DATA EXTRACT =

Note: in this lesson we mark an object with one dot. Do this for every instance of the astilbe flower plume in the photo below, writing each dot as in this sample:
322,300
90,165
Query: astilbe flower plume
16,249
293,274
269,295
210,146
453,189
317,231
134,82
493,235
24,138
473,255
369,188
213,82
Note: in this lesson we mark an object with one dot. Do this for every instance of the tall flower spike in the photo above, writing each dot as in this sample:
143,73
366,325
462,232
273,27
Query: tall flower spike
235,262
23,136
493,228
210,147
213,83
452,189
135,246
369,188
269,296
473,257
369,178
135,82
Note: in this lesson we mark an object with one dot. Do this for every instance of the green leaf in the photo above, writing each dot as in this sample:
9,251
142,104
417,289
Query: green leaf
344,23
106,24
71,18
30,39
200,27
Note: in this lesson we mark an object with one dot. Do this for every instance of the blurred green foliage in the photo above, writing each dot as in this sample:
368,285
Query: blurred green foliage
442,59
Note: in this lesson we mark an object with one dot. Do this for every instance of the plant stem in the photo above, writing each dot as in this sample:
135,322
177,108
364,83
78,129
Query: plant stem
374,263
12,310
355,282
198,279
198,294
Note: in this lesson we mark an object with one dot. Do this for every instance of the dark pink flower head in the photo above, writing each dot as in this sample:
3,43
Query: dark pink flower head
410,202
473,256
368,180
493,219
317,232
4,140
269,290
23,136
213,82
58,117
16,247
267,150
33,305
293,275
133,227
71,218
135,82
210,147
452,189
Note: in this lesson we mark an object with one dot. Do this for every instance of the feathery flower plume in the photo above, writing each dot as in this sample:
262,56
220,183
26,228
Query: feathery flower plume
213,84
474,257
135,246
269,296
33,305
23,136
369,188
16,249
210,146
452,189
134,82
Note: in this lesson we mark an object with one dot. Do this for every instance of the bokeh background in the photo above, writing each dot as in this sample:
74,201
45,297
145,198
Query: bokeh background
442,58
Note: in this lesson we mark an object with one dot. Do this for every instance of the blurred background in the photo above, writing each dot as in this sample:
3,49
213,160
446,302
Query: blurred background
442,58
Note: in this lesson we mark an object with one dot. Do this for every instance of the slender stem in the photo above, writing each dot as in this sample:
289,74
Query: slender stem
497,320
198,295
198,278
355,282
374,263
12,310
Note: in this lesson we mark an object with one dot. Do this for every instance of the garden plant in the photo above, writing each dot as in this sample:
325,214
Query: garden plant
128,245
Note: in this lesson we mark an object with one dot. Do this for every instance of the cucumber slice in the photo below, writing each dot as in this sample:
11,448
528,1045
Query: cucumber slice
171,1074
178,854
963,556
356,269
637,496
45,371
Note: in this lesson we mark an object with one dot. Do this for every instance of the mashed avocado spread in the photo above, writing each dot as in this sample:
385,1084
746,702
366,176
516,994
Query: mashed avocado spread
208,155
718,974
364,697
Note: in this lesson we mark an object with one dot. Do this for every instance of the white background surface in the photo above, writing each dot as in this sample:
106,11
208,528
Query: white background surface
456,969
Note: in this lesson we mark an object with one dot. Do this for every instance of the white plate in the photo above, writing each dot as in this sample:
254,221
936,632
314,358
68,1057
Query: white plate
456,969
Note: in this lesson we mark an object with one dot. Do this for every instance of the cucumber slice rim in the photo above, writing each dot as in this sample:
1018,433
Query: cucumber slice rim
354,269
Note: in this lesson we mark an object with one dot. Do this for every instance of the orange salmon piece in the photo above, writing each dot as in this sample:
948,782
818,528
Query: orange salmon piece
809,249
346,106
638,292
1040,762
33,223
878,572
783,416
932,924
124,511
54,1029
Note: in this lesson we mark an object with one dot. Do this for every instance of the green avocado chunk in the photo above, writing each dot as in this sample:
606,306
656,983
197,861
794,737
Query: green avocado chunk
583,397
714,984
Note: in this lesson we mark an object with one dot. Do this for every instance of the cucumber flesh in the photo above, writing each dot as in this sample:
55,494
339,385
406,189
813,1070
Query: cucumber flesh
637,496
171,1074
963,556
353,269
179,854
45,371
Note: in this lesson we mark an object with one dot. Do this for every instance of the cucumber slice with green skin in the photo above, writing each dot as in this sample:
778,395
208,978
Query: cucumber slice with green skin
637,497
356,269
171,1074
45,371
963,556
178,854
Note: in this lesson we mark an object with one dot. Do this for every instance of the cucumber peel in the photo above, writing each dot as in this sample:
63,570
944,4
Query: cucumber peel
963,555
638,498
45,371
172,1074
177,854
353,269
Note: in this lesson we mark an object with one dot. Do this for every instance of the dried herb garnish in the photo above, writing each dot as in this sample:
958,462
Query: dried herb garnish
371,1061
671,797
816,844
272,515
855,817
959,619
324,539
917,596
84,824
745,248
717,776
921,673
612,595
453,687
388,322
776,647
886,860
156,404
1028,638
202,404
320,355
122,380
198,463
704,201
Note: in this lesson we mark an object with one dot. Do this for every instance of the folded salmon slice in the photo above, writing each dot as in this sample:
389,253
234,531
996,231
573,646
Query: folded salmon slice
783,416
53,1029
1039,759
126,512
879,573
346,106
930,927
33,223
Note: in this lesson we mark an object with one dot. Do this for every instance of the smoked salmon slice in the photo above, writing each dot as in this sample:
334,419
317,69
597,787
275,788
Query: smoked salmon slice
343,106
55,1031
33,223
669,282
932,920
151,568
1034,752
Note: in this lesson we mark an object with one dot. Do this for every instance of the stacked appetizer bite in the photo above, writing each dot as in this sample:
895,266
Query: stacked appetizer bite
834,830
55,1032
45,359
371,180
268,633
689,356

* * *

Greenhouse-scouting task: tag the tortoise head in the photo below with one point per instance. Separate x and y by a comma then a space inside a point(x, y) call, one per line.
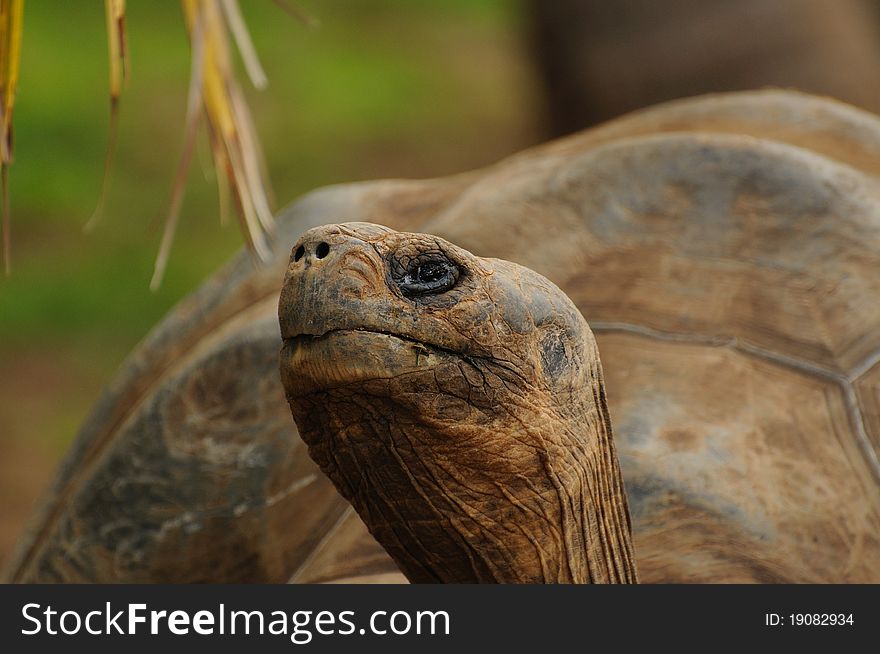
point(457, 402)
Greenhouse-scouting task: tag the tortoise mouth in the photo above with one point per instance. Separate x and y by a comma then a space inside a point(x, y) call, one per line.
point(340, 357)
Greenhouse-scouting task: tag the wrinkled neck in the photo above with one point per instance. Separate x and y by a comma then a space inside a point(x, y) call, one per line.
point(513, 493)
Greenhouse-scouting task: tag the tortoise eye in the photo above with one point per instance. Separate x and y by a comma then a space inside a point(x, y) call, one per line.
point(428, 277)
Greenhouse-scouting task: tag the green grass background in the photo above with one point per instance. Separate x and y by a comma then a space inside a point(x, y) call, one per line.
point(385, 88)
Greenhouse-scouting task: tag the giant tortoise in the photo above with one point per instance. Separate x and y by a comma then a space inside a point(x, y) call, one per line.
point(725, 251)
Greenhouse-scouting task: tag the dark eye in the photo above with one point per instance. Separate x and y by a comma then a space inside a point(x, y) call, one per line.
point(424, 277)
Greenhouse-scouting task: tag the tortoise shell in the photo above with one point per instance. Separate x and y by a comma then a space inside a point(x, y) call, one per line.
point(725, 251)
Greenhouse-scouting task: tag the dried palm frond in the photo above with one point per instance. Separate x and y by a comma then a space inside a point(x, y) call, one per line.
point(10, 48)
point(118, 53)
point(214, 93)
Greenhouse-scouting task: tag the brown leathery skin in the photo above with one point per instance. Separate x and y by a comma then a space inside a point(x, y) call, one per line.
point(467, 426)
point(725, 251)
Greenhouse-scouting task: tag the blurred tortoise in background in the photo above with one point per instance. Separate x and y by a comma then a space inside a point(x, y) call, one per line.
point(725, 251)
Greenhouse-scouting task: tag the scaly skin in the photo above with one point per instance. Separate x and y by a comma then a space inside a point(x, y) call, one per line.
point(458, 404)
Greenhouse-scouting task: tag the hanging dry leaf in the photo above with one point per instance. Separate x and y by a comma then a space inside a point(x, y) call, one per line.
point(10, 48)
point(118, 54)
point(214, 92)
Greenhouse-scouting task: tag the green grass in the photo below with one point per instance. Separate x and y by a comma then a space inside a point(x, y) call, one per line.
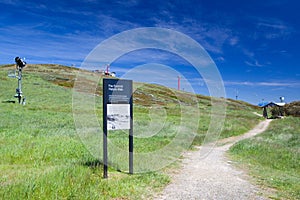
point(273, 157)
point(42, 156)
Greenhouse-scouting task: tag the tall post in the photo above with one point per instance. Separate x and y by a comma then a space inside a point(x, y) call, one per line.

WHAT YOU HAVE TO DO = Repeat, exactly as they stand above, the lines from the line with "of the astilbe" to the line with "the blurred green", both lines included.

RESPONSE AREA =
Note: in this lesson we mark an object with one dot. Do this for every instance of the astilbe flower plume in the photo below, writing each dot as in this sample:
322,300
90,165
Query: astilbe flower plume
16,249
293,274
269,295
210,146
453,189
317,231
134,82
493,235
24,138
473,255
369,188
213,82
Note: in this lesson we mark an object with one dot. Do this for every instance of the tall flower spike in the photo above, writing each dot as in this sample:
143,73
366,325
462,232
273,27
Query: tall flower spike
235,262
23,136
493,228
210,147
213,83
452,189
135,246
369,188
269,296
473,257
369,178
135,82
Note: in this lesson we mark an object with one dot. Do this for every instance of the green leaf in the photo above, writing each dot as in this sample:
9,251
142,104
417,289
Query: green leaf
344,23
106,24
71,18
30,39
200,27
Note: in this lesson we mark an object with one dot. Do this for every instance of the blurred green foliage in the photo above, writing each dot as in this sample:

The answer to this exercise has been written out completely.